▸ **Goal of the exercise**: Below are records; print only the lines from the line containing "Please point out the short" to the end, both included, reproduced exactly and without the pictures.
+ + + + +
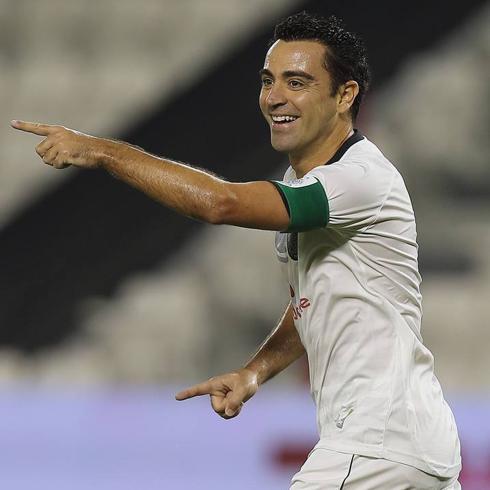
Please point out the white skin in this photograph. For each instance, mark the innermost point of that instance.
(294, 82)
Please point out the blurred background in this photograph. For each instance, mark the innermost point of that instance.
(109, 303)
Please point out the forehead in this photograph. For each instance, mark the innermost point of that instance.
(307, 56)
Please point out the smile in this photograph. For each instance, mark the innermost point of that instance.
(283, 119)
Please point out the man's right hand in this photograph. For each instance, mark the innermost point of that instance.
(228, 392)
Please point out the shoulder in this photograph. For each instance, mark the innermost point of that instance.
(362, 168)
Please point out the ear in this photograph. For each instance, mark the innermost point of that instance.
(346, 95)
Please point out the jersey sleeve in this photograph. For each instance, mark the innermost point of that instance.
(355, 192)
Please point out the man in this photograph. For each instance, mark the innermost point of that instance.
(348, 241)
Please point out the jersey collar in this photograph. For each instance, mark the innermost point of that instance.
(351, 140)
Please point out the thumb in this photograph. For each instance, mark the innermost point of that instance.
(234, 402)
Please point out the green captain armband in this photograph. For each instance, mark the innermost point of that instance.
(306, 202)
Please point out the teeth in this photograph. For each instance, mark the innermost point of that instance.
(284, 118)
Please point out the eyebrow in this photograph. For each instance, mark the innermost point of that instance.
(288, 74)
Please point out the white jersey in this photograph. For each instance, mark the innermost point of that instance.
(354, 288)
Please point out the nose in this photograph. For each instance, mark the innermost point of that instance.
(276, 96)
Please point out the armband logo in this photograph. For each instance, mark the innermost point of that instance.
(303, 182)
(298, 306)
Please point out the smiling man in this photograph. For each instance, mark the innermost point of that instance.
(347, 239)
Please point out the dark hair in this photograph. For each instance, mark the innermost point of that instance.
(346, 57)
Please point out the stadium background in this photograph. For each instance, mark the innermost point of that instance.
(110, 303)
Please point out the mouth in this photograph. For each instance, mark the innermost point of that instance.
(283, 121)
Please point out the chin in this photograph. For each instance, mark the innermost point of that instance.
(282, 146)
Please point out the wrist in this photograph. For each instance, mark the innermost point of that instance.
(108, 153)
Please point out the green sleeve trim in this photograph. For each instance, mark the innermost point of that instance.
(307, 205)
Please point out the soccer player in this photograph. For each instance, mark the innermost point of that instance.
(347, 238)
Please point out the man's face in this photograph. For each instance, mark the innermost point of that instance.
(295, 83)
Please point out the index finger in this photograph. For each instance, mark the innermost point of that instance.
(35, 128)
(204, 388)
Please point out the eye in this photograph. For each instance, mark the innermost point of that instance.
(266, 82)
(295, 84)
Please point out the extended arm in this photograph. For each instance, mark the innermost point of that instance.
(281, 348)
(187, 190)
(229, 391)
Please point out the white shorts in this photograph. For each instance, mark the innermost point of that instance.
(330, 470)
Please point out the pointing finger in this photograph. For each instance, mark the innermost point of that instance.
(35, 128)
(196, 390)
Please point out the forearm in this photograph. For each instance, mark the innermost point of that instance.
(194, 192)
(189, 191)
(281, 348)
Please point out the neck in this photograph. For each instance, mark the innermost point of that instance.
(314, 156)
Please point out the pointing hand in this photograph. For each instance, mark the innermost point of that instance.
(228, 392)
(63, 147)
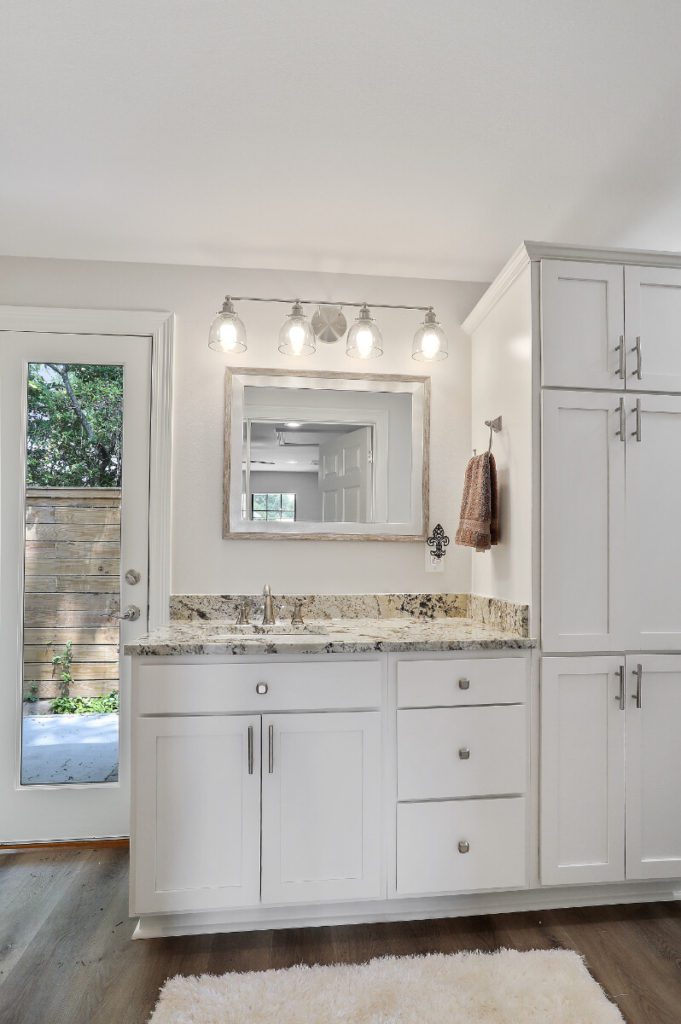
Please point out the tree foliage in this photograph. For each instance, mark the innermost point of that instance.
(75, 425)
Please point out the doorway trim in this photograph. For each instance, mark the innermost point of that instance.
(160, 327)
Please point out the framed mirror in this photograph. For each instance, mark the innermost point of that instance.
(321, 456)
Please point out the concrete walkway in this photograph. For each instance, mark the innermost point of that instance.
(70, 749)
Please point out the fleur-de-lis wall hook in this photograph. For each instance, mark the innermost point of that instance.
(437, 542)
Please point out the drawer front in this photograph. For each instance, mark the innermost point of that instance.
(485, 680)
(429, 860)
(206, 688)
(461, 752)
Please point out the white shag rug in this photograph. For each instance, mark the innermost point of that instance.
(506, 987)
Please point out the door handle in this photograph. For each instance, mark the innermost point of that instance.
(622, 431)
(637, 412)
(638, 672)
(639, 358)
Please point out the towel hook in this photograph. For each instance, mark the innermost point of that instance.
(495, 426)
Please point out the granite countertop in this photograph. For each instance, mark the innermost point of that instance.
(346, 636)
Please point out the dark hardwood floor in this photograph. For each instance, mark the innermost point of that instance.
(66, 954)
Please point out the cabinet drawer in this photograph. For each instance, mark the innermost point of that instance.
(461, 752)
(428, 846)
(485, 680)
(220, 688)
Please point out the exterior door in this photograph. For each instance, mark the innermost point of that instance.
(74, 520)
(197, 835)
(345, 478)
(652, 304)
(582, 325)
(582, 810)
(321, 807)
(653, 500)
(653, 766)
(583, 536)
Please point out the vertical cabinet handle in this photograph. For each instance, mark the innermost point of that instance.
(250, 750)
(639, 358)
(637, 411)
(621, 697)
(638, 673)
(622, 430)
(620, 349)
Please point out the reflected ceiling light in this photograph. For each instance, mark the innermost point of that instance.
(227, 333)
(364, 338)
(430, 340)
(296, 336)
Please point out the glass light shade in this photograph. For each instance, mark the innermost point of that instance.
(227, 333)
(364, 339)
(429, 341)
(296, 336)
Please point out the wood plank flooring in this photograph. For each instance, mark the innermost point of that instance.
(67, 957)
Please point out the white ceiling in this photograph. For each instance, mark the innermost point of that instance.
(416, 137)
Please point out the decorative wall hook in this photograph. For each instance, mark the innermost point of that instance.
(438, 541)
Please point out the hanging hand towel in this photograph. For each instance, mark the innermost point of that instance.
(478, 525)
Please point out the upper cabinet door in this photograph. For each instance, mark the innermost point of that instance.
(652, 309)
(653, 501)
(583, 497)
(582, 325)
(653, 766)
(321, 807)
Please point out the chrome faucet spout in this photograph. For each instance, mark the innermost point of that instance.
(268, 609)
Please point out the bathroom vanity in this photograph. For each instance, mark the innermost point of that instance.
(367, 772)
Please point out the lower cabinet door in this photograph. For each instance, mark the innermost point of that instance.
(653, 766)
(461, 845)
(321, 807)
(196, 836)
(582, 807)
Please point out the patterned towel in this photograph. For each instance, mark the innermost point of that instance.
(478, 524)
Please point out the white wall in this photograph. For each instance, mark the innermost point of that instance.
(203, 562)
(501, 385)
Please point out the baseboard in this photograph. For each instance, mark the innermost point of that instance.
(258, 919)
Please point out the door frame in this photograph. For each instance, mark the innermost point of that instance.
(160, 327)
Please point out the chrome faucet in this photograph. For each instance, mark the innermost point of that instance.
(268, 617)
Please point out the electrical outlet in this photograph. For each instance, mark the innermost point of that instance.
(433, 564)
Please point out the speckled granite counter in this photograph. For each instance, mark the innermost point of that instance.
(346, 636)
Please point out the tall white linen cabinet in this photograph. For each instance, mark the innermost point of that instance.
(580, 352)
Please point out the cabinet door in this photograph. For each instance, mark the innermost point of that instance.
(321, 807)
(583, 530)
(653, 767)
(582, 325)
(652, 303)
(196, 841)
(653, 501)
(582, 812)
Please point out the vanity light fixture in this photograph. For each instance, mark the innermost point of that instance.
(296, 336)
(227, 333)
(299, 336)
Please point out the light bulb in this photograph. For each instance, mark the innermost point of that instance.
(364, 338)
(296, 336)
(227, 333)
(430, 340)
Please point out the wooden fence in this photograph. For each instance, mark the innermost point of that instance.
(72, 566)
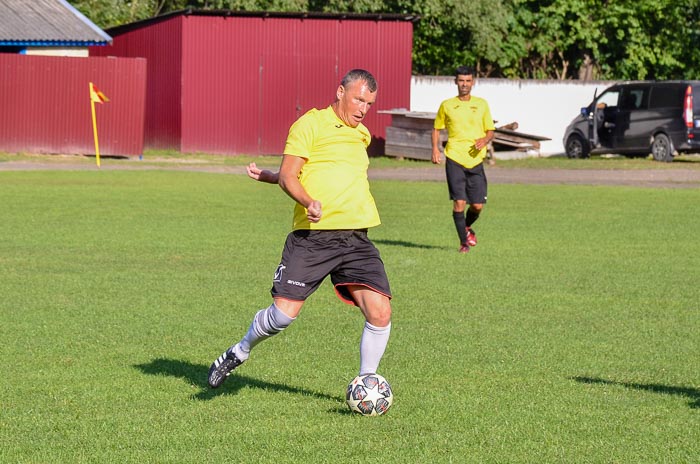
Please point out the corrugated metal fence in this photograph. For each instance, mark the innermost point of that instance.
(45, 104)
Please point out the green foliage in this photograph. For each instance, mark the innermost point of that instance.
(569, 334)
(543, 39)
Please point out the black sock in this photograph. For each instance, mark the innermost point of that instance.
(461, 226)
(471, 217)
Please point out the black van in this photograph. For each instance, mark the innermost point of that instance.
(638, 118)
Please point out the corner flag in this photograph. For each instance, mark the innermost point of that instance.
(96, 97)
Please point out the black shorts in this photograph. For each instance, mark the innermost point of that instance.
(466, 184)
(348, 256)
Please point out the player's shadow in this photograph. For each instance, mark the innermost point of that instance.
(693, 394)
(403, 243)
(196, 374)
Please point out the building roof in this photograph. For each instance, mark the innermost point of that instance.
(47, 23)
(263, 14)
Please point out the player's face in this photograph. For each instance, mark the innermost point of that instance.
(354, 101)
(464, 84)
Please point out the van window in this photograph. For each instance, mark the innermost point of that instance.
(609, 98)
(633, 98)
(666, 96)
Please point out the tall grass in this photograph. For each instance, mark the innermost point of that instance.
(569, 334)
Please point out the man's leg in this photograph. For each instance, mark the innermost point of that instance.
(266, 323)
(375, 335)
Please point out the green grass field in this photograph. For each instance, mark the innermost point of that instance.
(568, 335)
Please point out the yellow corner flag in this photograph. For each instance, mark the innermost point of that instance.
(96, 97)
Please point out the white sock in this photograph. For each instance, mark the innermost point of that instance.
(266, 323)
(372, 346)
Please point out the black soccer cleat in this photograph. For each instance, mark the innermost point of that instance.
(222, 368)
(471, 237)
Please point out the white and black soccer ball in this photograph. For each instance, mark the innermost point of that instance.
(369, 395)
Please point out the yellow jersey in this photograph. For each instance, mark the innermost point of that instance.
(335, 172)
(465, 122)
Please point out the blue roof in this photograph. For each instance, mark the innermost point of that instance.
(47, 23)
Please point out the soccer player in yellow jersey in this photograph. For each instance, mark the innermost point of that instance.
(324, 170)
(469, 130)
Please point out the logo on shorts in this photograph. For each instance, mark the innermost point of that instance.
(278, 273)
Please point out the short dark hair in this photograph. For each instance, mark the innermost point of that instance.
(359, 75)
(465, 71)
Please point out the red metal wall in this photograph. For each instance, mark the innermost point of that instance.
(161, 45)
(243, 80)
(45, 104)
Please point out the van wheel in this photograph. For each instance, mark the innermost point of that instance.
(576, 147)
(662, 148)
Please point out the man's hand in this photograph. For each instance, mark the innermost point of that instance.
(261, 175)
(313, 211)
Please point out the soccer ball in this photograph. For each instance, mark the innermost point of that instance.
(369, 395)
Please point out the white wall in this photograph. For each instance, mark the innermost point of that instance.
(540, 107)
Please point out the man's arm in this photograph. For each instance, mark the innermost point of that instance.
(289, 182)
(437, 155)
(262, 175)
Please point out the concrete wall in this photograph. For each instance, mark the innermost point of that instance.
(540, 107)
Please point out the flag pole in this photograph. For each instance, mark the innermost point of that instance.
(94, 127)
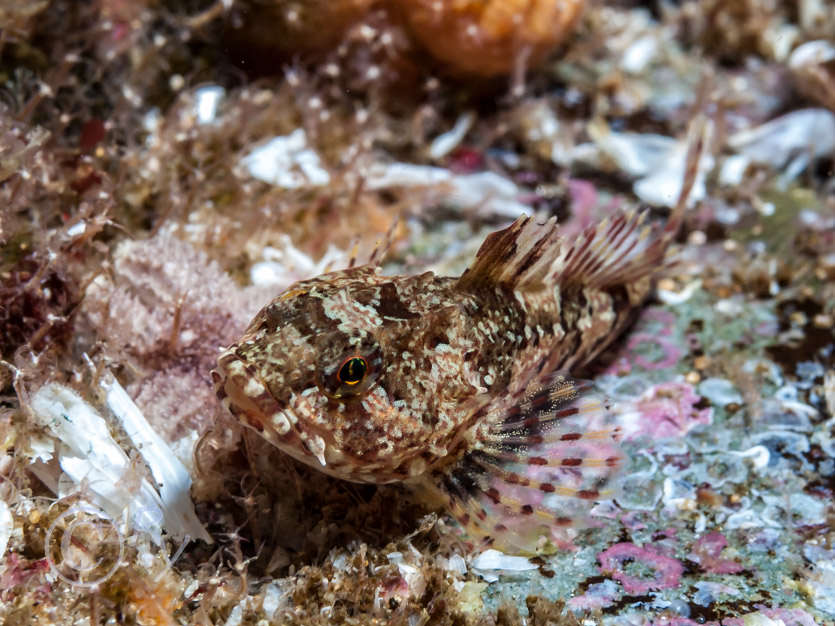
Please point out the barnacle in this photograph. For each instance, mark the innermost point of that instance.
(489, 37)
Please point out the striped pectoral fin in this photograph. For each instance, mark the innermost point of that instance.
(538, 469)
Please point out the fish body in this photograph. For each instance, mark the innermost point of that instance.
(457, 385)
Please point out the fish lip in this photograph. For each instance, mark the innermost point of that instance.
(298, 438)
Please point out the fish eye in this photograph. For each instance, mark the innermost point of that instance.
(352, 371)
+ + + + +
▸ **Solution to this problem**:
Please point out the short dark hair in this photograph. For each instance, mark the innermost point of that instance.
(359, 75)
(465, 71)
Please point out the red metal wall in this photograph. For each instance, mark the innermost point of that instance.
(161, 45)
(243, 80)
(45, 104)
Please point out the van wheel in this photograph. For each instance, mark the innermost point of that instance.
(576, 147)
(662, 148)
Please point out the man's hand in this photograph. For each instance, mark the innermost point of that instance.
(261, 175)
(313, 211)
Please point out the soccer ball in this photograph. For each instance, mark the innermost point of that instance.
(369, 395)
Please point out the white wall in this photograph. For each instance, mark the innermost point of that instance.
(540, 107)
Please point out the man's arm in this photograph. For each instance, mark the innermost point of that instance.
(289, 182)
(437, 155)
(262, 175)
Please point out the concrete wall in this photograph. For each instance, mark the innermost point of that instance.
(540, 107)
Please point out the flag pole in this photograph. For each instance, mark the innermost point of that instance.
(94, 127)
Please point out the barnacle in this photograph. For each instance, mark the innermost point of that instance.
(489, 37)
Please point out the striped pectoral fin in this photograph. For each instance, mark the innermost point of that instance.
(538, 469)
Please point out the fish body in this photograph. For each instance, mark the innermost point of that instance.
(457, 385)
Please point out the fish lip in this photograph. For each instance, mark the innermost point of that instance.
(298, 438)
Please point out the fish eye in this photograph. For each instance, mark the innermost point of that instance.
(352, 371)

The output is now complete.